SELECTION —
********
Live album by Stars
- Released: July 1980
- Recorded: 18 October 1979
- Studio: Bombay Rock, Melbourne
- Genre: Country rock, rock
- Label: Mushroom Records

Stars chronology
| Land of Fortune (1979) | 1157 (1980) |  |

= 1157 (album) =

1157 is the first and only live album by Australian country rock music group Stars. The album was recorded at Bombay Rock in Melbourne in October 1979 and released in July 1980, following band member Andrew Durant's death on 6 May 1980.
The album peaked at number 46 on the Australian charts, remaining on the chart for 8 weeks.
********
DATASET —

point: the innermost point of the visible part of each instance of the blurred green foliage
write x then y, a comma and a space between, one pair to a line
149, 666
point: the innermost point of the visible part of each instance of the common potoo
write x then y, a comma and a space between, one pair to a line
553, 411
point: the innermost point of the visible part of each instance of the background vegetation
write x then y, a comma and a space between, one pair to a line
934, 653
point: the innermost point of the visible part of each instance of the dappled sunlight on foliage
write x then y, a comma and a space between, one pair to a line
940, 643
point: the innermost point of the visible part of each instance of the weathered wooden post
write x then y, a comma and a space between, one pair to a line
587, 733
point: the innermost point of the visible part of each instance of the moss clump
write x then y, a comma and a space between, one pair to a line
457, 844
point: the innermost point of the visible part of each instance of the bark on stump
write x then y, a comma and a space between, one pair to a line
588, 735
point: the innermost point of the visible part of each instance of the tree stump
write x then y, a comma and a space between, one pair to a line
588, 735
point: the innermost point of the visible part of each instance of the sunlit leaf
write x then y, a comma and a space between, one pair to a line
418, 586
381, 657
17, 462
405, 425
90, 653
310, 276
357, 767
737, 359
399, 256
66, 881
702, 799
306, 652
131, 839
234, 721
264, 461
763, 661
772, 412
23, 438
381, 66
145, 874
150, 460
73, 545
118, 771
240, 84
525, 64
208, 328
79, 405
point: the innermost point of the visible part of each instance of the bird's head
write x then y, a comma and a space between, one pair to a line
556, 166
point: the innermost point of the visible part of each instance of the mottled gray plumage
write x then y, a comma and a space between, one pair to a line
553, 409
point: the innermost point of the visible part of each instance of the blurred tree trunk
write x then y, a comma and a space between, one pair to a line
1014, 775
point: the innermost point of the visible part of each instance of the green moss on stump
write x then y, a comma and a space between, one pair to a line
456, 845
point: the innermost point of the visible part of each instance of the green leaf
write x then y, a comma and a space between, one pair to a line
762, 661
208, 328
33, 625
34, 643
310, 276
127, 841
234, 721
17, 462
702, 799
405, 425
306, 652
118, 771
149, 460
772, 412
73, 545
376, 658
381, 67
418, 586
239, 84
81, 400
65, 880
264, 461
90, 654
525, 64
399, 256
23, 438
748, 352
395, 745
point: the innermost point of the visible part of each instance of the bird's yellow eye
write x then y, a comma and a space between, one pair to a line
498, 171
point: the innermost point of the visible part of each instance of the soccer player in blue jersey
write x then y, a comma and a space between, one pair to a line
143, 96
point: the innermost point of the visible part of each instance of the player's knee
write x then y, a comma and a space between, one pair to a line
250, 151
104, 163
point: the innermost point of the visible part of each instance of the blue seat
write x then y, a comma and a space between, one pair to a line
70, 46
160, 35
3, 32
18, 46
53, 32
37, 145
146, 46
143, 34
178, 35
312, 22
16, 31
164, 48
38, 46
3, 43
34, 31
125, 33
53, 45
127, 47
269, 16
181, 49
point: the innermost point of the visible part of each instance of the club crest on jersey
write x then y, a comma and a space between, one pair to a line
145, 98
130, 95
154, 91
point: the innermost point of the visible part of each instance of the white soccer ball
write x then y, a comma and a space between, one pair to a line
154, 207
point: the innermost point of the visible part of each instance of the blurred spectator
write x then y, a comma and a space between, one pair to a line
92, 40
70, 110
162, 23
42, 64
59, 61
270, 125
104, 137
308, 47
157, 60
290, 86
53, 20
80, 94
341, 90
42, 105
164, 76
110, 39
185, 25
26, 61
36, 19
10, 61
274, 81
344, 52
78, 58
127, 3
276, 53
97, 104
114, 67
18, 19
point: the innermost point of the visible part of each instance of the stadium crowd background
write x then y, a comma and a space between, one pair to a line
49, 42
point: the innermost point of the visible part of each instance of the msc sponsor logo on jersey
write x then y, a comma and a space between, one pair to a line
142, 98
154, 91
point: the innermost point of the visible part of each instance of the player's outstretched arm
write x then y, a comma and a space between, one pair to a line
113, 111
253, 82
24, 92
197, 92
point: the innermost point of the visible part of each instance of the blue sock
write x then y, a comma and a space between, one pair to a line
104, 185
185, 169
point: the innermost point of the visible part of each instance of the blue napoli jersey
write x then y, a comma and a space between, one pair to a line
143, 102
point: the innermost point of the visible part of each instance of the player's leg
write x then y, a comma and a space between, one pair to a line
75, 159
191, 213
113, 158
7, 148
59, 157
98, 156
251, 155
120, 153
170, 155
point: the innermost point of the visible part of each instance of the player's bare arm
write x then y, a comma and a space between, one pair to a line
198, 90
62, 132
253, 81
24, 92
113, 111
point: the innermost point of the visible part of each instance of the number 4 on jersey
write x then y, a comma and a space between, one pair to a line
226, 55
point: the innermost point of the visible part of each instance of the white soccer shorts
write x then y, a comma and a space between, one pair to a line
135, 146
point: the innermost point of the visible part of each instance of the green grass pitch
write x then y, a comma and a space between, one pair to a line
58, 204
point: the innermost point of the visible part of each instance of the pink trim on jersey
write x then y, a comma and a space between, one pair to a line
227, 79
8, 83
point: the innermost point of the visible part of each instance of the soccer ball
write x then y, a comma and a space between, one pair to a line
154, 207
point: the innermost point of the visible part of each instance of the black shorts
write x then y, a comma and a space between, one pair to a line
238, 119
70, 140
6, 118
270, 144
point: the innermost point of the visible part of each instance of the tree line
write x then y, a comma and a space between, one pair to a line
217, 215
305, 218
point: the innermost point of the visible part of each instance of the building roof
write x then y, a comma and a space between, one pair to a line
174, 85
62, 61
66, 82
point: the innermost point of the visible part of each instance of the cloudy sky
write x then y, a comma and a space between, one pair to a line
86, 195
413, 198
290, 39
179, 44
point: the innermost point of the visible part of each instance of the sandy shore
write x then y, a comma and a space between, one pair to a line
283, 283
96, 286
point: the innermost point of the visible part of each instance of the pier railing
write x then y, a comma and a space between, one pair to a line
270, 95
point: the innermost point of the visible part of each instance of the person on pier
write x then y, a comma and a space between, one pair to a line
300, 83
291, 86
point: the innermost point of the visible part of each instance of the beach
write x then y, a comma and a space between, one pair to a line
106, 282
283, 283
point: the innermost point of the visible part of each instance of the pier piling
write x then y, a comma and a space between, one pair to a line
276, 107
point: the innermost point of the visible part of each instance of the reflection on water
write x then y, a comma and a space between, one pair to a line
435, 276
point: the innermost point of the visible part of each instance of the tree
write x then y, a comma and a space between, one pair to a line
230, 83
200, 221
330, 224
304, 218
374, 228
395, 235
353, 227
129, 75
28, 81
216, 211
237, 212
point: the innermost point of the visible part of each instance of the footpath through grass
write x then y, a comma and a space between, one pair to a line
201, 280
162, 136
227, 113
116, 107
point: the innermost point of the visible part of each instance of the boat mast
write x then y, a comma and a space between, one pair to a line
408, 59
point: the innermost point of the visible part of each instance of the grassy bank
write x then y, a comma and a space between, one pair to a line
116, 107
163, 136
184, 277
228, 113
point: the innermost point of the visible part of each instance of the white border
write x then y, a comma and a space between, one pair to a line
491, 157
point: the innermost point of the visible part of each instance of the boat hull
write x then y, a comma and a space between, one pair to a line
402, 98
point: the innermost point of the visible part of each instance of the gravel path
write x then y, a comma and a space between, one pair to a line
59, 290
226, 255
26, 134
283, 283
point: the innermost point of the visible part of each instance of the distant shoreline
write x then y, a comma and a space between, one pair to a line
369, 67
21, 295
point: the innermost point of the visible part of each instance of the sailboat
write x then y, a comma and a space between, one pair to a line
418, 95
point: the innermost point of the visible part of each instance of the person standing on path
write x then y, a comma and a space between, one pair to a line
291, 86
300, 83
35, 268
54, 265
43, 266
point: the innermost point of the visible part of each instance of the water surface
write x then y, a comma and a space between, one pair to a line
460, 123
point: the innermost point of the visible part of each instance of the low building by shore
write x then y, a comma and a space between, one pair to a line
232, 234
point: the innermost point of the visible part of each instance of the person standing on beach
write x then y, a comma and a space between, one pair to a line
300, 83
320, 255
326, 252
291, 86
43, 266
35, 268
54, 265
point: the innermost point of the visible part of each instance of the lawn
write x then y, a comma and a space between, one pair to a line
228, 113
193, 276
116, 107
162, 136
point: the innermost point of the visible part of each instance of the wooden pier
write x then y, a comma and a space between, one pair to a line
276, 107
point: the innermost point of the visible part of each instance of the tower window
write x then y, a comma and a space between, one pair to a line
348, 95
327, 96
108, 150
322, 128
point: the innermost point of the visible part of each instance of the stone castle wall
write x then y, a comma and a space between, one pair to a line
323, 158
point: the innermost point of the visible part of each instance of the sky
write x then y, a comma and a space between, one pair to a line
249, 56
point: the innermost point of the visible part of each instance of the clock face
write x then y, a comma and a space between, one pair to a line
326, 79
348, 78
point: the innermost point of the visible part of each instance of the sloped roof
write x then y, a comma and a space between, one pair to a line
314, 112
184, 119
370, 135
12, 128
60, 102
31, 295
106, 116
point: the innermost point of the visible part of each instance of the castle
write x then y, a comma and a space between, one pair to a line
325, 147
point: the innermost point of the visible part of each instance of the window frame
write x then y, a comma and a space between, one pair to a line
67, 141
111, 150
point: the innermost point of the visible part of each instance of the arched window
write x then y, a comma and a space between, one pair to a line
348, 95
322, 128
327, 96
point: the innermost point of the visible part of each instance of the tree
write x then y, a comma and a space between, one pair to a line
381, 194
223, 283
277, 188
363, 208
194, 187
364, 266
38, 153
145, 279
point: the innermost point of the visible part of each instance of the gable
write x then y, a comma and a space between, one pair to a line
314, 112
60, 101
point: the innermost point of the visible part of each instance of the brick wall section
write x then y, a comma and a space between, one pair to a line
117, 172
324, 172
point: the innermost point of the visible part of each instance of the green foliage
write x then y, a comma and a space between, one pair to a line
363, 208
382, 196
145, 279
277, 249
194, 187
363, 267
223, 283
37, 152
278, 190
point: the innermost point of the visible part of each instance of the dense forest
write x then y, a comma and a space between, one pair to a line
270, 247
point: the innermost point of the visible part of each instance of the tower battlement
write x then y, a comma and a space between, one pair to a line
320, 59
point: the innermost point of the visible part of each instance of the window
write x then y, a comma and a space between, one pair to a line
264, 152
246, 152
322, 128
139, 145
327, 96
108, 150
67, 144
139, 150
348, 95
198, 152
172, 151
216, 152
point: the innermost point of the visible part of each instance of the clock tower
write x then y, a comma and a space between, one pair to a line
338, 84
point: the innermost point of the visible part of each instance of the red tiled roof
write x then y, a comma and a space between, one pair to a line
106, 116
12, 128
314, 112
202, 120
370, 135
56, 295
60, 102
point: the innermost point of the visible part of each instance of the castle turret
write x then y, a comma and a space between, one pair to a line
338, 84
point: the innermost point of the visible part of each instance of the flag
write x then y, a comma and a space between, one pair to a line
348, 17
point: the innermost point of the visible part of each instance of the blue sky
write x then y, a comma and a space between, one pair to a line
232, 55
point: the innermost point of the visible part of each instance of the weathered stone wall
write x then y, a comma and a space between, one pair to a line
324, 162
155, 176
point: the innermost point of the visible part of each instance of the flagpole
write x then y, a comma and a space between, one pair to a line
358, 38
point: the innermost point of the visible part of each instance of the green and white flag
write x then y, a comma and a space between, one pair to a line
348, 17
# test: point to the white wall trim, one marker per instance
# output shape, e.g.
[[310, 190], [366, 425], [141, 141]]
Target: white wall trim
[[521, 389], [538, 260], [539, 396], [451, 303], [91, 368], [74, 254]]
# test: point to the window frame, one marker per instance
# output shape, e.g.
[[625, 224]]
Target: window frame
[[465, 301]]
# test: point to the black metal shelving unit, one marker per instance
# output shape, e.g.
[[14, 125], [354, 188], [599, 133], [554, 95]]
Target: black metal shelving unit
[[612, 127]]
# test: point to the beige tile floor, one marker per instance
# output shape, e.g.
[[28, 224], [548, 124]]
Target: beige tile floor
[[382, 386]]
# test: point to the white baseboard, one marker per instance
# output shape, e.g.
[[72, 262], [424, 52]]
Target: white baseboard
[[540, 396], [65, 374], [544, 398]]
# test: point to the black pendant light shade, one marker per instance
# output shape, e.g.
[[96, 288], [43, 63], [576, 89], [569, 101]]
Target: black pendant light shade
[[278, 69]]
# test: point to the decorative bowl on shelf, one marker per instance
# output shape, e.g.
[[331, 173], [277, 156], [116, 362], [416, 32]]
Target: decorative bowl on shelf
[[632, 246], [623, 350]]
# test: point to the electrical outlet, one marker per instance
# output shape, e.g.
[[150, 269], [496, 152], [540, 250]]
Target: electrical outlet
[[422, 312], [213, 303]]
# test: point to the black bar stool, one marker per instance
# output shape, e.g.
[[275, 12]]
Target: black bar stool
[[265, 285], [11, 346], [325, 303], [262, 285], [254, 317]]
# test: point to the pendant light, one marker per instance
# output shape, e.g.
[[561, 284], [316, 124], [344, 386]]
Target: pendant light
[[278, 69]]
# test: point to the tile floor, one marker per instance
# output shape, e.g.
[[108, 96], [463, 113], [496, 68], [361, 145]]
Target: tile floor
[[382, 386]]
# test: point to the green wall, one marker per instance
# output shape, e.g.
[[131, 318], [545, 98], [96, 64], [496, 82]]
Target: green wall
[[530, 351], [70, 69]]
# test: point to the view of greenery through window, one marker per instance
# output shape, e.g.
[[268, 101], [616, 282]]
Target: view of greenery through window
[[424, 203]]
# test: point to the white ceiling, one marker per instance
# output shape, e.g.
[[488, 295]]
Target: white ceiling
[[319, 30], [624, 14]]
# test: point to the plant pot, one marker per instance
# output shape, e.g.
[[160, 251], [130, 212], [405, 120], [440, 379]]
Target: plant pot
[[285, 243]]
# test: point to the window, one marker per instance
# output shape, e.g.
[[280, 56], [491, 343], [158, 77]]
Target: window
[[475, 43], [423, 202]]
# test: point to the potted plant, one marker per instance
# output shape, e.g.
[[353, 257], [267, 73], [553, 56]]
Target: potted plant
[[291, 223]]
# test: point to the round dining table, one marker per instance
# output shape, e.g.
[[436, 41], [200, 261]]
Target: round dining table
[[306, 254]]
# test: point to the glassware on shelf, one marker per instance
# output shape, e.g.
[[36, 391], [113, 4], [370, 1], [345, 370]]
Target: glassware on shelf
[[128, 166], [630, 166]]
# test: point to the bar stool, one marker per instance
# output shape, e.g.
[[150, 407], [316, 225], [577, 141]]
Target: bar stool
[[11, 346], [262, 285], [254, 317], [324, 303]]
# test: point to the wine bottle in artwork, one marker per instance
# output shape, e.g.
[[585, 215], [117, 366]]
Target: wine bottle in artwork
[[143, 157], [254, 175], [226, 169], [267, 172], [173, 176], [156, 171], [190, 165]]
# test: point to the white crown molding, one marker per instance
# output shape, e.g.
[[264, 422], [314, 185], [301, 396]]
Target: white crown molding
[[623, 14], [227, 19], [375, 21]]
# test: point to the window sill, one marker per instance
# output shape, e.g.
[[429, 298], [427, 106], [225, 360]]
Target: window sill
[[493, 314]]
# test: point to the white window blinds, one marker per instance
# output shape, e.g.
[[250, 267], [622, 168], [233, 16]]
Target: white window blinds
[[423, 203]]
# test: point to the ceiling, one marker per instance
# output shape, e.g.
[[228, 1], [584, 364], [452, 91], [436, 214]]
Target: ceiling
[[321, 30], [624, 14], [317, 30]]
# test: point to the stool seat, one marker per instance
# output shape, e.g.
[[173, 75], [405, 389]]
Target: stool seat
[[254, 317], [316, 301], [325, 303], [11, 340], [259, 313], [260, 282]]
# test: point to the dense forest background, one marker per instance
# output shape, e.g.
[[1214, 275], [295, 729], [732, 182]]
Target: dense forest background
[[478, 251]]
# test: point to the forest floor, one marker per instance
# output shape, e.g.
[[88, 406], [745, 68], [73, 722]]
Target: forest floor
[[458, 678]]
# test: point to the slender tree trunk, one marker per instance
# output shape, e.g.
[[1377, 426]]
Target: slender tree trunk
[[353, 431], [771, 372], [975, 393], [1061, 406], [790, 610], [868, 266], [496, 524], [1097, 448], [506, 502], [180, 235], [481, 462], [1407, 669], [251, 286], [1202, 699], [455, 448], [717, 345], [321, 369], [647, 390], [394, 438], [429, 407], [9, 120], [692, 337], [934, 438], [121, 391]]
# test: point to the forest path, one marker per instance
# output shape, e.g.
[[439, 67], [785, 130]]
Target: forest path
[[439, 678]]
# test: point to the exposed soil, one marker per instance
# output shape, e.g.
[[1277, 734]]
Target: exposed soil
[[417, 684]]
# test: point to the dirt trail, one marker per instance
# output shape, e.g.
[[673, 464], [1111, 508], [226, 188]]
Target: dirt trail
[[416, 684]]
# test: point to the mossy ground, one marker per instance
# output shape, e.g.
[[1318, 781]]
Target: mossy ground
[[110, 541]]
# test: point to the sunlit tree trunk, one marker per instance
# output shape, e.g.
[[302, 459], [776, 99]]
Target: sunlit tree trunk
********
PROBLEM 1 —
Turn the paragraph of the article on 1157 that begins "1157 is the first and only live album" into a short bulleted list of its main facts.
PROBLEM 2 —
According to the article on 1157, how many weeks did the album spend on the Australian charts?
PROBLEM 3 —
From the article on 1157, reproduce the stretch from "Live album by Stars" through "6 May 1980.".
The entries after the article on 1157 are not needed for this work.

EXERCISE RESPONSE 1 —
- 1157 is the only live album by the Australian country rock group Stars.
- It was recorded at Bombay Rock in Melbourne in October 1979.
- It was released in July 1980.
- Its release came after the death of band member Andrew Durant on 6 May 1980.

EXERCISE RESPONSE 2 —
8 weeks.

EXERCISE RESPONSE 3 —
Live album by Stars
- Released: July 1980
- Recorded: 18 October 1979
- Studio: Bombay Rock, Melbourne
- Genre: Country rock, rock
- Label: Mushroom Records

Stars chronology
| Land of Fortune (1979) | 1157 (1980) |  |

= 1157 (album) =

1157 is the first and only live album by Australian country rock music group Stars. The album was recorded at Bombay Rock in Melbourne in October 1979 and released in July 1980, following band member Andrew Durant's death on 6 May 1980.